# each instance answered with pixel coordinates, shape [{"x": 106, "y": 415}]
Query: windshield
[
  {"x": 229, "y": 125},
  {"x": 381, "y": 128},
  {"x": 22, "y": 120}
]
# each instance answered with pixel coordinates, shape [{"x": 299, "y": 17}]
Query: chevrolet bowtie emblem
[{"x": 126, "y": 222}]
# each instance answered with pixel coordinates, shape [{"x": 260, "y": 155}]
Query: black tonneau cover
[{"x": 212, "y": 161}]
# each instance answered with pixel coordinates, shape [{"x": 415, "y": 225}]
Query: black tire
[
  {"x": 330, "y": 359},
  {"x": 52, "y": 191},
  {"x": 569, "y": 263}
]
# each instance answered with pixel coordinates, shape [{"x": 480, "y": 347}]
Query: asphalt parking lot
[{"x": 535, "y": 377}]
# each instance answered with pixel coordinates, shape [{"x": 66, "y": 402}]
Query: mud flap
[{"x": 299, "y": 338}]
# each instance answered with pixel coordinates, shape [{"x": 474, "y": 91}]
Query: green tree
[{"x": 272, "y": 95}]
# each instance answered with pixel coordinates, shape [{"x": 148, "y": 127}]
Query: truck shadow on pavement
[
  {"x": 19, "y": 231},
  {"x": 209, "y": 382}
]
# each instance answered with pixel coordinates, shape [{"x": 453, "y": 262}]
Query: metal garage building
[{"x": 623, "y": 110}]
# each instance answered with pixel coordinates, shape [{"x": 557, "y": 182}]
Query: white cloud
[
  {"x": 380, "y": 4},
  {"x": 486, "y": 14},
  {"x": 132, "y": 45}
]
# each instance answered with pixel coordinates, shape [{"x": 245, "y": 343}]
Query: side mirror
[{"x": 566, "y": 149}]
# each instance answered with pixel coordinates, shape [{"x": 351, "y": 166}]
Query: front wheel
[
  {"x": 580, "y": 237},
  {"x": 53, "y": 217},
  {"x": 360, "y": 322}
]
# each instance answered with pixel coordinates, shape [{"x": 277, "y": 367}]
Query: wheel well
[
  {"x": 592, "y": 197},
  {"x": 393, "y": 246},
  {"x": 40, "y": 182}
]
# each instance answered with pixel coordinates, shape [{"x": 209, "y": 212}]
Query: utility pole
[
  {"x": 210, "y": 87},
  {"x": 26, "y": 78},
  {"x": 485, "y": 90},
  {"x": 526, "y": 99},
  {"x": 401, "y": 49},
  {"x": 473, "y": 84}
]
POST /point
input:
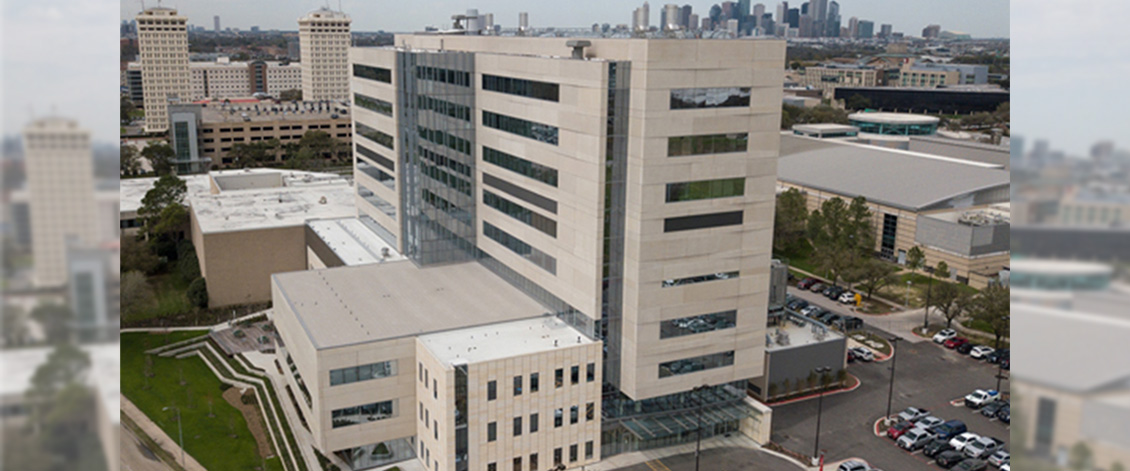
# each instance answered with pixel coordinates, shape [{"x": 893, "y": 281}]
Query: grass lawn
[{"x": 208, "y": 439}]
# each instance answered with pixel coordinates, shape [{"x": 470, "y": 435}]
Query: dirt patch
[{"x": 253, "y": 418}]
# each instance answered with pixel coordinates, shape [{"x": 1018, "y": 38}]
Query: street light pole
[
  {"x": 891, "y": 390},
  {"x": 819, "y": 411},
  {"x": 180, "y": 433}
]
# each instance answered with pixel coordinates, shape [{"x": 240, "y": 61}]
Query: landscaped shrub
[{"x": 198, "y": 293}]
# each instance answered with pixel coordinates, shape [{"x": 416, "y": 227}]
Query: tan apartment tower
[
  {"x": 60, "y": 180},
  {"x": 323, "y": 40},
  {"x": 163, "y": 46}
]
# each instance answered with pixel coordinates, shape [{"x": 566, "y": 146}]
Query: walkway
[
  {"x": 158, "y": 436},
  {"x": 733, "y": 450}
]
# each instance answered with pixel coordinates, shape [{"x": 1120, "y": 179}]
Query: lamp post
[
  {"x": 819, "y": 411},
  {"x": 698, "y": 421},
  {"x": 180, "y": 433},
  {"x": 891, "y": 390}
]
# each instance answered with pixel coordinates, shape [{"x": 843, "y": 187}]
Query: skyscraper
[
  {"x": 323, "y": 44},
  {"x": 163, "y": 49},
  {"x": 60, "y": 179}
]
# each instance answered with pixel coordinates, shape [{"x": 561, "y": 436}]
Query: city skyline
[{"x": 371, "y": 17}]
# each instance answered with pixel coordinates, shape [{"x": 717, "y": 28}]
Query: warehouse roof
[
  {"x": 898, "y": 179},
  {"x": 350, "y": 305}
]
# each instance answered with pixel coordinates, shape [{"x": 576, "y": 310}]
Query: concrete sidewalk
[{"x": 154, "y": 432}]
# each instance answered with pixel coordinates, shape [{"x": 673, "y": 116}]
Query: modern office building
[
  {"x": 163, "y": 50},
  {"x": 590, "y": 195},
  {"x": 323, "y": 44},
  {"x": 61, "y": 205}
]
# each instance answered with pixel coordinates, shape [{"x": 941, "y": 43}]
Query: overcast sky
[{"x": 979, "y": 17}]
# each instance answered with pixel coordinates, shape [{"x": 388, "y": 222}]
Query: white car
[
  {"x": 854, "y": 465},
  {"x": 912, "y": 415},
  {"x": 959, "y": 442},
  {"x": 944, "y": 334},
  {"x": 928, "y": 422}
]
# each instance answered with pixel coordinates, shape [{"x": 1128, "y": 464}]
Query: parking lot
[{"x": 927, "y": 376}]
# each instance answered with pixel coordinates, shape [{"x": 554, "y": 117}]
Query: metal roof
[{"x": 887, "y": 176}]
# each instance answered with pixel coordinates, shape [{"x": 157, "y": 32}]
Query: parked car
[
  {"x": 944, "y": 334},
  {"x": 854, "y": 465},
  {"x": 897, "y": 429},
  {"x": 991, "y": 409},
  {"x": 928, "y": 422},
  {"x": 957, "y": 341},
  {"x": 981, "y": 398},
  {"x": 1000, "y": 458},
  {"x": 948, "y": 459},
  {"x": 950, "y": 429},
  {"x": 852, "y": 323},
  {"x": 971, "y": 465},
  {"x": 936, "y": 446},
  {"x": 914, "y": 438},
  {"x": 996, "y": 356},
  {"x": 981, "y": 351},
  {"x": 912, "y": 415},
  {"x": 863, "y": 354},
  {"x": 983, "y": 447},
  {"x": 962, "y": 441},
  {"x": 1005, "y": 415}
]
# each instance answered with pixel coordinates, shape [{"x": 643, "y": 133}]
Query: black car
[
  {"x": 992, "y": 408},
  {"x": 937, "y": 446},
  {"x": 997, "y": 356},
  {"x": 947, "y": 460},
  {"x": 971, "y": 464}
]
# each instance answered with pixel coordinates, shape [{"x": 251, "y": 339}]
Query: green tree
[
  {"x": 841, "y": 235},
  {"x": 163, "y": 211},
  {"x": 198, "y": 293},
  {"x": 55, "y": 320},
  {"x": 858, "y": 102},
  {"x": 161, "y": 157},
  {"x": 946, "y": 301},
  {"x": 789, "y": 220},
  {"x": 136, "y": 291},
  {"x": 875, "y": 275},
  {"x": 992, "y": 307}
]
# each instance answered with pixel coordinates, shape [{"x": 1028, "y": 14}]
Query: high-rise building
[
  {"x": 59, "y": 162},
  {"x": 477, "y": 171},
  {"x": 866, "y": 29},
  {"x": 323, "y": 43},
  {"x": 163, "y": 49}
]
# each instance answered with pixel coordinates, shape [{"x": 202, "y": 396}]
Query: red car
[
  {"x": 897, "y": 429},
  {"x": 957, "y": 341}
]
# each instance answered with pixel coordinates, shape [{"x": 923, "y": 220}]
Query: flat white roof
[
  {"x": 506, "y": 340},
  {"x": 351, "y": 305},
  {"x": 893, "y": 118},
  {"x": 354, "y": 242}
]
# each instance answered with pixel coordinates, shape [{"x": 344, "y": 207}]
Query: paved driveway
[{"x": 927, "y": 376}]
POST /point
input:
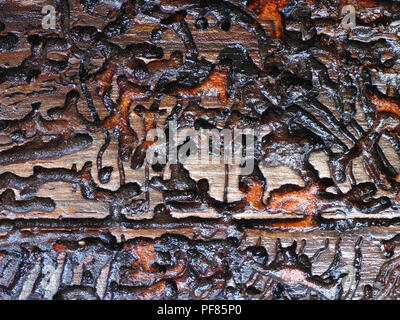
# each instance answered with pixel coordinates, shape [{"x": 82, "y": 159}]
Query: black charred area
[{"x": 315, "y": 86}]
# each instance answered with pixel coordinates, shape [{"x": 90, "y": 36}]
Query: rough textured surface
[{"x": 85, "y": 216}]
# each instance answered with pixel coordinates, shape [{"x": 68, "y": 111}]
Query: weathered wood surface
[{"x": 50, "y": 90}]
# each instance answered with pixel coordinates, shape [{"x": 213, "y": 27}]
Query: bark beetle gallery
[{"x": 323, "y": 101}]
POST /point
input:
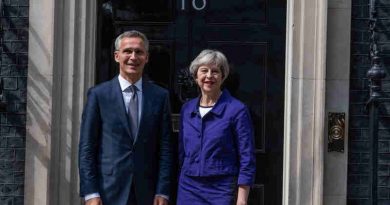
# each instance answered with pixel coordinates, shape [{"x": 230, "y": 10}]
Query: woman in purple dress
[{"x": 216, "y": 151}]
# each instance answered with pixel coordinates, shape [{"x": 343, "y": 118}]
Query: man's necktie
[{"x": 133, "y": 111}]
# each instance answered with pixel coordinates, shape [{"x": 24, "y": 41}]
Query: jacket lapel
[
  {"x": 119, "y": 105},
  {"x": 147, "y": 106}
]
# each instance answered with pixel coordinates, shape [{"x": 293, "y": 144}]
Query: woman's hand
[{"x": 242, "y": 196}]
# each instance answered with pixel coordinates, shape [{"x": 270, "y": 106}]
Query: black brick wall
[
  {"x": 13, "y": 72},
  {"x": 359, "y": 150}
]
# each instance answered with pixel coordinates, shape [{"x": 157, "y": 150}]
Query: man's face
[{"x": 132, "y": 57}]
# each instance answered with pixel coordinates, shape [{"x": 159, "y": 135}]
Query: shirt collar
[
  {"x": 125, "y": 84},
  {"x": 219, "y": 106}
]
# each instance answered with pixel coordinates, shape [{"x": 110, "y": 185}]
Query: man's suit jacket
[{"x": 109, "y": 159}]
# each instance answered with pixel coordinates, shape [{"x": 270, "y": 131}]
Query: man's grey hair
[
  {"x": 210, "y": 57},
  {"x": 132, "y": 34}
]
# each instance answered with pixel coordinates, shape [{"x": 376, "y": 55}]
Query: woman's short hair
[
  {"x": 132, "y": 34},
  {"x": 210, "y": 57}
]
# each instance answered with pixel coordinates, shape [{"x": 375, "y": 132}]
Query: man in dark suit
[{"x": 125, "y": 151}]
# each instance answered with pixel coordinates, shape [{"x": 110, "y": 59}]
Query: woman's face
[{"x": 209, "y": 78}]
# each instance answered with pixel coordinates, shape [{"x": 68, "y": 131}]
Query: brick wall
[
  {"x": 13, "y": 72},
  {"x": 359, "y": 151}
]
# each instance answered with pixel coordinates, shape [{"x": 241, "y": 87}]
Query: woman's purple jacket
[{"x": 220, "y": 143}]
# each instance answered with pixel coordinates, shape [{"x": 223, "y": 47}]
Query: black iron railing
[{"x": 375, "y": 75}]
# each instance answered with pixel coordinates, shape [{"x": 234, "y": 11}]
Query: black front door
--------------------
→ Written task: Report every line of the rows above that contains the string "purple", copying each such line in full.

→ Finished answer:
Query: woman in purple dress
Query: woman's purple jacket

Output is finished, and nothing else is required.